Provided data
☆ ☆ ☆ ☆

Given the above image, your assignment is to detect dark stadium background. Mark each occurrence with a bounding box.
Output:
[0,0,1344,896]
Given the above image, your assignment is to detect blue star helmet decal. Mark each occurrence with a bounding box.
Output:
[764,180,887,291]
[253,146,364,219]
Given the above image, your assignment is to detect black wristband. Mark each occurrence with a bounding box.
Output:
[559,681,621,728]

☆ ☆ ☆ ☆

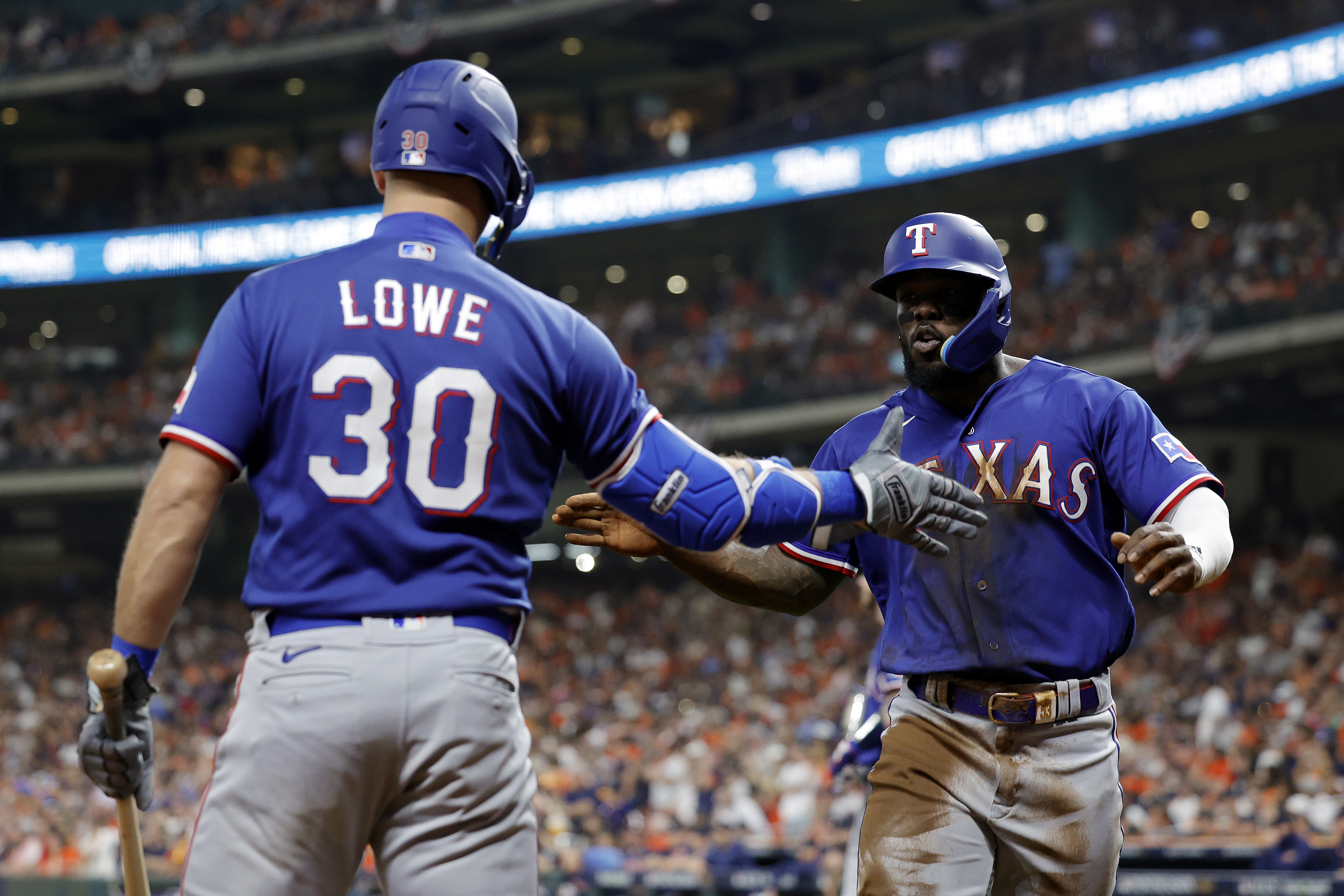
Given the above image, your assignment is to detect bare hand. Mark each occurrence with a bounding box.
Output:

☆ ☆ ☆ ☆

Pull out each line of the data above that contains the word "your".

Given the above image, your assignment is to detect dark stadium background. Mark each occurrence with a bounding box.
Given the above image, your assignment is to detect blue star helmet decal. Mark each occurrence with a bounding box.
Given the above image, your assignment is to detect black wristband. Mark each occurrence with a bounding box.
Given the above image, your assignment is to detect bare hand. Mark each occurrence with a bounding box.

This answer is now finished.